> **Directions for this task**
Search through the entries for the word "basket" and copy every line that has it.
*****
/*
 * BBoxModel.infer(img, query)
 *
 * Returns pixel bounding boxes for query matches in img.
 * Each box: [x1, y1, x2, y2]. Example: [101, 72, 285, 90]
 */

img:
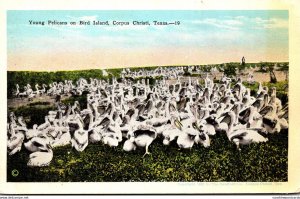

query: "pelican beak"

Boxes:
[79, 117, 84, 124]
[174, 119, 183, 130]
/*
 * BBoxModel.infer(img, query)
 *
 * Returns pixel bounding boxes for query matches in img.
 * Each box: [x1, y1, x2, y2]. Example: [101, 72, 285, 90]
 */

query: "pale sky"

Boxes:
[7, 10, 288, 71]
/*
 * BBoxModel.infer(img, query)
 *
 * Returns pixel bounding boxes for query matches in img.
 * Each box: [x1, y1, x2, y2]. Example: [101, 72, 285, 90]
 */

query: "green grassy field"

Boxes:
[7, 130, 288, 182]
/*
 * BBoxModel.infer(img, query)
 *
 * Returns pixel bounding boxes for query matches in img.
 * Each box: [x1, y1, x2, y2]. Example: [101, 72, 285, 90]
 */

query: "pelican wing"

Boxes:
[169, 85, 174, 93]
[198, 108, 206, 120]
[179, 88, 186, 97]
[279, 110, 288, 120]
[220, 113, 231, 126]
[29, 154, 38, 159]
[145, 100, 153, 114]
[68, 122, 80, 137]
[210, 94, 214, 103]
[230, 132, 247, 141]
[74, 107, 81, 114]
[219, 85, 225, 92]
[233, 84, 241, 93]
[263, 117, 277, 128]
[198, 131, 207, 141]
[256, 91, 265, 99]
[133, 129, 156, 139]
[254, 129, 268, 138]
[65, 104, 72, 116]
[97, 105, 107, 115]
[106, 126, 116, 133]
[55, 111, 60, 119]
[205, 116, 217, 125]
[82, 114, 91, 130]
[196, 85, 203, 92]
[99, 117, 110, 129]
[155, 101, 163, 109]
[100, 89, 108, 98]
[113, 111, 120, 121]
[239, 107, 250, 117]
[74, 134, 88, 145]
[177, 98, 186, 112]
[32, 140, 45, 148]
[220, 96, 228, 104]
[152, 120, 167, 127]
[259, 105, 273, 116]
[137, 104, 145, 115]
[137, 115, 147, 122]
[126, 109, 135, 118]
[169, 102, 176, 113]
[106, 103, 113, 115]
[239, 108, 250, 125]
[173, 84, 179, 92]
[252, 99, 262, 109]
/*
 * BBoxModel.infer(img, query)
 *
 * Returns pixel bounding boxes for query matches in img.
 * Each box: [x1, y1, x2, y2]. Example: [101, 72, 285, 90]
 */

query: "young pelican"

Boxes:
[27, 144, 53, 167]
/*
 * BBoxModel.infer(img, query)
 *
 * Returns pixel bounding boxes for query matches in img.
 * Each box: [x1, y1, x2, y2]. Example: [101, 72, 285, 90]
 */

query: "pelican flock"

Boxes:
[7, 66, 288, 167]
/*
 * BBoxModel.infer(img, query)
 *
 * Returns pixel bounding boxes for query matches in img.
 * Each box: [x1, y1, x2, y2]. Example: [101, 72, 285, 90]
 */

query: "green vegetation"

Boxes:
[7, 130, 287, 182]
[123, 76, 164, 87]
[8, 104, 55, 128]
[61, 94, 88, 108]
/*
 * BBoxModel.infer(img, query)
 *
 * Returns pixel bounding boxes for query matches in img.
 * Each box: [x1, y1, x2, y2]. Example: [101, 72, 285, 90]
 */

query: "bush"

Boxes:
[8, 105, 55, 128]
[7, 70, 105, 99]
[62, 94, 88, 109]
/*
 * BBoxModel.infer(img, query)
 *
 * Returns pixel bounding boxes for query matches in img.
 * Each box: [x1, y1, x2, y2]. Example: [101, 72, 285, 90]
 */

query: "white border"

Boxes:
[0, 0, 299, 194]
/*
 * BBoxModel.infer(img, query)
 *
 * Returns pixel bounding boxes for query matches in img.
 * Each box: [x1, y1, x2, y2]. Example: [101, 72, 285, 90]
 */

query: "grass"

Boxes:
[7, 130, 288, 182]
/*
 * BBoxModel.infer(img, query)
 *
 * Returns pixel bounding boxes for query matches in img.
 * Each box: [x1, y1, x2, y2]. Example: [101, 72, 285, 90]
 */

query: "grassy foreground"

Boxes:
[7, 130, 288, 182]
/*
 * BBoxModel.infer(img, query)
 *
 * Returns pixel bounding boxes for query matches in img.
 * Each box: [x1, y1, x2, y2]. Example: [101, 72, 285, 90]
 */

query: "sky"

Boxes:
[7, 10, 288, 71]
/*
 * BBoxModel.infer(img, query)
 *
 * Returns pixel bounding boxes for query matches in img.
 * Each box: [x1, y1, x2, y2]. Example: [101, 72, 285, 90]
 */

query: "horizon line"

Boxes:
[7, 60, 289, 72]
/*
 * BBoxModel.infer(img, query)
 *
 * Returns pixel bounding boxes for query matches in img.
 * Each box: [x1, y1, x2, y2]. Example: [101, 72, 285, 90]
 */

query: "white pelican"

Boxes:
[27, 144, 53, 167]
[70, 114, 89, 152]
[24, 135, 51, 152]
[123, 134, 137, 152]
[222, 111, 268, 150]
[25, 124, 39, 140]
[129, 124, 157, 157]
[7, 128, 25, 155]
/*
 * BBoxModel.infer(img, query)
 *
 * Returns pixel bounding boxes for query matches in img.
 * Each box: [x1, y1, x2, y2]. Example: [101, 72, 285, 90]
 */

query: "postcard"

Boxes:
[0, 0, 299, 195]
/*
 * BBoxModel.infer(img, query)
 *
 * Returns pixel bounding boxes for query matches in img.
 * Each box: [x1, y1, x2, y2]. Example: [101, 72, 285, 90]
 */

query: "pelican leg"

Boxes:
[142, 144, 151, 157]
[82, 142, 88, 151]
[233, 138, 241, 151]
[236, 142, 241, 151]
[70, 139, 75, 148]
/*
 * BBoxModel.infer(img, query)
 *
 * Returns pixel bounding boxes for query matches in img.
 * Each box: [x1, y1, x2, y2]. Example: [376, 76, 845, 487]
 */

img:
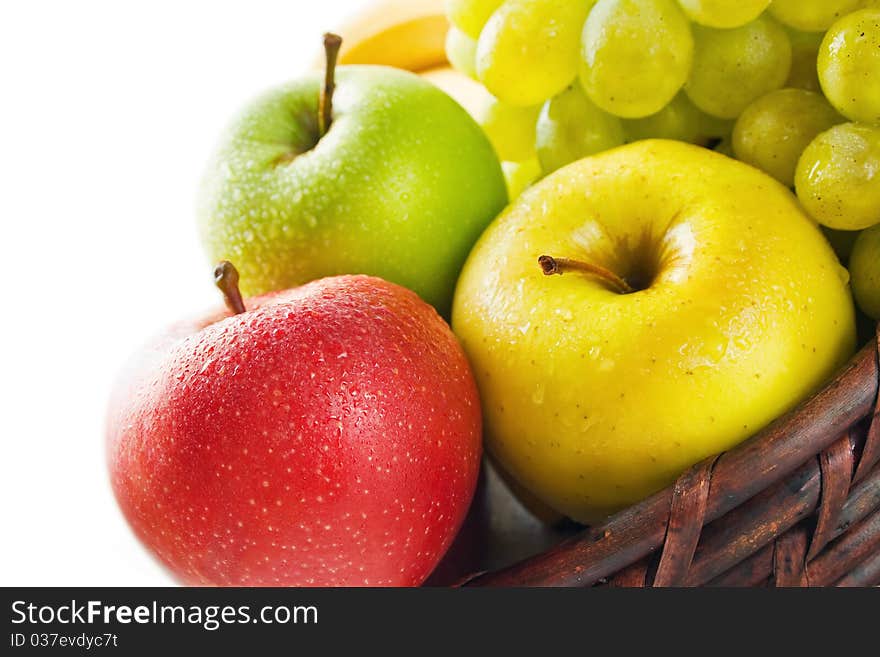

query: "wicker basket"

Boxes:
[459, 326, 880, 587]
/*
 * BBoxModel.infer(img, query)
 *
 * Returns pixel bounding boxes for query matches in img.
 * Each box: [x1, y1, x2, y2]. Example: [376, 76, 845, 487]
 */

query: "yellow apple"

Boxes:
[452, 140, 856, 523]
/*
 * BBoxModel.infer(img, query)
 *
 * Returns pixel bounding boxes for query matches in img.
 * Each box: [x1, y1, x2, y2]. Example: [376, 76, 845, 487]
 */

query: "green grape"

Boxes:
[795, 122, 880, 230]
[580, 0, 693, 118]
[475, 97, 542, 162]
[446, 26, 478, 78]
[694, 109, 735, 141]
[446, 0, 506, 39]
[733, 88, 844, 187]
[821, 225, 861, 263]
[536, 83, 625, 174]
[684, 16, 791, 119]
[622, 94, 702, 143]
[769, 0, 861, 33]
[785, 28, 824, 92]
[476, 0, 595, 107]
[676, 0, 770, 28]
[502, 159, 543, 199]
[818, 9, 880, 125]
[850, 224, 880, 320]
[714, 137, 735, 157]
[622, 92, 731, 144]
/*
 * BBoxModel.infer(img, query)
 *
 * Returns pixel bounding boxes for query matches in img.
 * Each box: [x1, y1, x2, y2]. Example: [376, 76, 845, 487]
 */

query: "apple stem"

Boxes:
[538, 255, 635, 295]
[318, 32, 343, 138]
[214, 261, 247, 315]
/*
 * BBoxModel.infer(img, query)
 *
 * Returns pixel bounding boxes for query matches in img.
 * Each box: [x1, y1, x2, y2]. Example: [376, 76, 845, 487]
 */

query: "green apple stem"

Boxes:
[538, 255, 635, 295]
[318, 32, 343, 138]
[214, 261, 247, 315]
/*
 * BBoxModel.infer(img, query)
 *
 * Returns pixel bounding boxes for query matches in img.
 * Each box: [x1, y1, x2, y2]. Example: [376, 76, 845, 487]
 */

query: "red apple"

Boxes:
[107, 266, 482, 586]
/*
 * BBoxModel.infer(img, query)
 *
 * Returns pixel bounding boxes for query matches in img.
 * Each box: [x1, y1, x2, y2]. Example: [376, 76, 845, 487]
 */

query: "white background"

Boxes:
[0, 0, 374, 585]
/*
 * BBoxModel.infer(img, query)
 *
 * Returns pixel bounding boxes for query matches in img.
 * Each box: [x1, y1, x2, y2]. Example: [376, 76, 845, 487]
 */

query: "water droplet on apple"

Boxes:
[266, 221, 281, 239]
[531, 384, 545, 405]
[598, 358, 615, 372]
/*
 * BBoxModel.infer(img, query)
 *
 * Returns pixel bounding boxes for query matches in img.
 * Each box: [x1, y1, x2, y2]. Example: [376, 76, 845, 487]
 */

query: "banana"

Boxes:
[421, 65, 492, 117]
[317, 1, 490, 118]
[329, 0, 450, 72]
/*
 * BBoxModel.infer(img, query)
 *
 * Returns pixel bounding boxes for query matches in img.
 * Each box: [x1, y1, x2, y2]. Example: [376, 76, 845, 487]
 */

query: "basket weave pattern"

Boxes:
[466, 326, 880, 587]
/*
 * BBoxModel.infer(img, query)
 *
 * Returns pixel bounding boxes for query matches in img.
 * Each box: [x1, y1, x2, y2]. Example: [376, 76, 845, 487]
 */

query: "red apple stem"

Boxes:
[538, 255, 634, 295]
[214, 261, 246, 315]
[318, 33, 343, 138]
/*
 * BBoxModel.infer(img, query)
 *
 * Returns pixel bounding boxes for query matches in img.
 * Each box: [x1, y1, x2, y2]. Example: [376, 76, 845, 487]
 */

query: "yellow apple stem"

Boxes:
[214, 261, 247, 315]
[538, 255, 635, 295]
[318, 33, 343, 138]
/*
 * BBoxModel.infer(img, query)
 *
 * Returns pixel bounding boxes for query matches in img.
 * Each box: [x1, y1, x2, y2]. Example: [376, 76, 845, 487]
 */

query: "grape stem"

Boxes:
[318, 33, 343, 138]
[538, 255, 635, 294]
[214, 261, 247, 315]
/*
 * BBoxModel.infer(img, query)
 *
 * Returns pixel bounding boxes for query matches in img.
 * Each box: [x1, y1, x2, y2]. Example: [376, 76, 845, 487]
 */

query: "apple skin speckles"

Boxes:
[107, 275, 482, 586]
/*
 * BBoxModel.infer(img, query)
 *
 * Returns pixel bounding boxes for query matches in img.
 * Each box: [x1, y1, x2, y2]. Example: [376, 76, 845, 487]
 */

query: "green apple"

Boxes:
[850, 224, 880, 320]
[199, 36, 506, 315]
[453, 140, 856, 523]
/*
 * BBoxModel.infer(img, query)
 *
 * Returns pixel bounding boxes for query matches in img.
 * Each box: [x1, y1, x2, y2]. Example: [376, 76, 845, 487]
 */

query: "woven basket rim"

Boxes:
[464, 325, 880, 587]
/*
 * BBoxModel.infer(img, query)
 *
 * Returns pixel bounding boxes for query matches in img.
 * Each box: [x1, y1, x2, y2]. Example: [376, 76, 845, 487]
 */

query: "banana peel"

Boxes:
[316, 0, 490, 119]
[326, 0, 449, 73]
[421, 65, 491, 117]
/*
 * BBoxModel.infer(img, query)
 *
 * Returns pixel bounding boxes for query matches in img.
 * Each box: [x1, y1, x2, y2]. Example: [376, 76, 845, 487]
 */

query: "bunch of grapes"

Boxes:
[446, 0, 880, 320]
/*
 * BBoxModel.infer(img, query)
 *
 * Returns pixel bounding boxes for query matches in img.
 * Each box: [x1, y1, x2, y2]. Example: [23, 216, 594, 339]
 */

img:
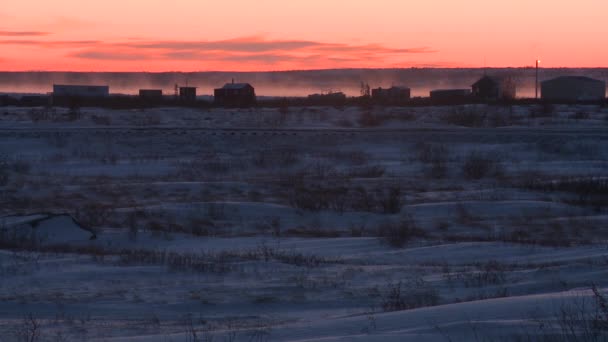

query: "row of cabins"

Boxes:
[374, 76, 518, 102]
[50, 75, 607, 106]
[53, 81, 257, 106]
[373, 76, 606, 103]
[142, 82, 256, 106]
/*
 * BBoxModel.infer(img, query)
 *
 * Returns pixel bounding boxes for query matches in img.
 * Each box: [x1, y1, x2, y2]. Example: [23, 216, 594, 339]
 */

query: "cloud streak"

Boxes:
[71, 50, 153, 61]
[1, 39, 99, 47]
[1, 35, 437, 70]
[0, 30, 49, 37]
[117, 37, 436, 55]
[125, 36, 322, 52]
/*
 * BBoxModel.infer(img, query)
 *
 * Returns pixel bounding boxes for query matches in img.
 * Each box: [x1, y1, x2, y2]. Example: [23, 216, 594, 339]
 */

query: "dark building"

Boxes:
*****
> **Expected answer**
query: "wicker basket"
query: "basket weave pattern"
query: "woven basket rim"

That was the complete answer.